TASKS AND EXERCISES:
**1.** List the lung function parameters named in the methods passage.
**2.** Reproduce the part of the methods passage starting with "We excluded studies" and going on through "in full text.", word for word.
**3.** Carry on the methods passage on study screening and data extraction from its last sentence, keeping its register.

SUPPLIED PASSAGE:
○ ○ ○ ○

We excluded studies with unclear data on the following lung function parameters, such as FVC, FEV1, FEV1/FVC, and PEFR; abstracts without full text; studies discussing inorganic or mixed dust exposure; qualitative research; editorials, commentaries; books; experimental studies; ecological studies; case reports; case series; review articles; and conference proceedings. We also excluded studies that required at least three e-mails to contact the principal investigators of the primary study, as well as articles that could not be obtained in full text.

Quality assessment and data extraction

Duplicated records were removed from the combined database search results using reference management software (EndNote X8). The data were extracted using a standard data extraction format by two independent reviewers (ZA and HEH). The data extraction spreadsheet format was used, which included the following variables: name of the first author, mean, standard deviation, type of industry, date of publication, country where the study was conducted, and sample size extracted from each study. The titles and abstracts were reviewed, and any records that did not meet the inclusion criteria were excluded from the systematic review and meta-analysis.

○ ○ ○ ○

DATA SECTION:

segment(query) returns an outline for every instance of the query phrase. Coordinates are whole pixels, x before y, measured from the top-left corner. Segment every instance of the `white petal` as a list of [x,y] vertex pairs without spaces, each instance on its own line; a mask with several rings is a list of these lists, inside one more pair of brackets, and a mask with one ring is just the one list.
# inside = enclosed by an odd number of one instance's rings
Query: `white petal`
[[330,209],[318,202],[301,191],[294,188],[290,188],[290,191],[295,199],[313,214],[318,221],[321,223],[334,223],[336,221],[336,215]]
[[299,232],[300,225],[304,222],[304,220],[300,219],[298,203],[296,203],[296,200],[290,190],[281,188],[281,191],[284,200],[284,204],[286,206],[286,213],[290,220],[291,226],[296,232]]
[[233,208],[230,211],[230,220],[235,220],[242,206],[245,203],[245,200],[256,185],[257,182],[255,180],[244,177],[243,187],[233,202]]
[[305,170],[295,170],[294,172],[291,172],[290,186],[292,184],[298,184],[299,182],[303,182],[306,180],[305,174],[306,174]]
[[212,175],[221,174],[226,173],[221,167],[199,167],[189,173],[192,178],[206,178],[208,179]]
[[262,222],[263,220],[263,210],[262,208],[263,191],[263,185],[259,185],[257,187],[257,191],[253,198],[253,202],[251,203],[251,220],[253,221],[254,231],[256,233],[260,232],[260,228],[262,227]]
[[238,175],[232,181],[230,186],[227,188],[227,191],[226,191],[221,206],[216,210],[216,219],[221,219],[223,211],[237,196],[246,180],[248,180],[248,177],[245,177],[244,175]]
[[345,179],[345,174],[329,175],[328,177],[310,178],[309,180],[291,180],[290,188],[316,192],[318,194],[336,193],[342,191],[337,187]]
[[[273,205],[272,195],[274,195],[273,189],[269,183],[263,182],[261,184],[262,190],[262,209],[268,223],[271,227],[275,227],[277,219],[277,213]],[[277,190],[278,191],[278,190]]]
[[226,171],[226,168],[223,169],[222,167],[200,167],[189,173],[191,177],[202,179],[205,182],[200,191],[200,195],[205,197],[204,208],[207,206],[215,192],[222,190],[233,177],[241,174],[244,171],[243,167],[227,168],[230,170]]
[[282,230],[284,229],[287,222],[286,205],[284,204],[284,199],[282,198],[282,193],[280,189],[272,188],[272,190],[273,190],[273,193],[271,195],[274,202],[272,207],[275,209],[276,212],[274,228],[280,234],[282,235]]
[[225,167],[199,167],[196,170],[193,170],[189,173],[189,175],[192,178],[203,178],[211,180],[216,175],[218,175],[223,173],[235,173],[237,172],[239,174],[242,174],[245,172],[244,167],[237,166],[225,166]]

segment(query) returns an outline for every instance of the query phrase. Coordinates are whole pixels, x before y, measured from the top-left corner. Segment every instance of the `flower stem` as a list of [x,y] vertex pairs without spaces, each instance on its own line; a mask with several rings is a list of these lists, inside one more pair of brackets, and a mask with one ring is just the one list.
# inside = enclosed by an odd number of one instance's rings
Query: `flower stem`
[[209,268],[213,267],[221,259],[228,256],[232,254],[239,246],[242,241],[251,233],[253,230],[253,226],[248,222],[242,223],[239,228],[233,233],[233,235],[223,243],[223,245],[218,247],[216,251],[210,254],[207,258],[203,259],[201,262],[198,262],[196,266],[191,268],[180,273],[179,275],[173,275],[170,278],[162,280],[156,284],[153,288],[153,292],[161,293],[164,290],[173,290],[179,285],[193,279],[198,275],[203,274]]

○ ○ ○ ○

ANSWERS BELOW:
**1.** FVC, FEV1, FEV1/FVC, PEFR

**2.**
We excluded studies with unclear data on the following lung function parameters, such as FVC, FEV1, FEV1/FVC, and PEFR; abstracts without full text; studies discussing inorganic or mixed dust exposure; qualitative research; editorials, commentaries; books; experimental studies; ecological studies; case reports; case series; review articles; and conference proceedings. We also excluded studies that required at least three e-mails to contact the principal investigators of the primary study, as well as articles that could not be obtained in full text.

**3.**
The quality of the selected studies was evaluated using the Newcastle–Ottawa Scale (NOS), which has three domains: selection (a maximum of four stars), comparability (a maximum of two stars), and outcome (a maximum of three stars) (45). The quality of all included studies was assessed independently by the authors. When the reviewers disagreed, the issue was discussed, and a third reviewer was invited to resolve any disagreements. In this systematic review and meta-analysis, articles with quality scores ranging from 6 to 9 were included.

Statistical analysis

The retrieved data were analyzed using STATA 17.0. The I² test was used to assess the heterogeneity of the included studies. As there was heterogeneity across the included studies, we conducted a random-effects meta-analysis using the DerSimonian–Laird estimators to estimate the overall mean difference between the exposed and unexposed groups, and the pooled findings were displayed using forest plots. Publication bias was assessed visually using funnel plots and objectively using Egger’s test, with a p-value less than 0.05. Subgroup analysis was performed by study country and the type of organic dust to which workers were exposed to reduce the random changes between the primary studies’ inter-group estimates. Moreover, we performed meta-regression to examine correlations between the outcome variable and the selected predictors.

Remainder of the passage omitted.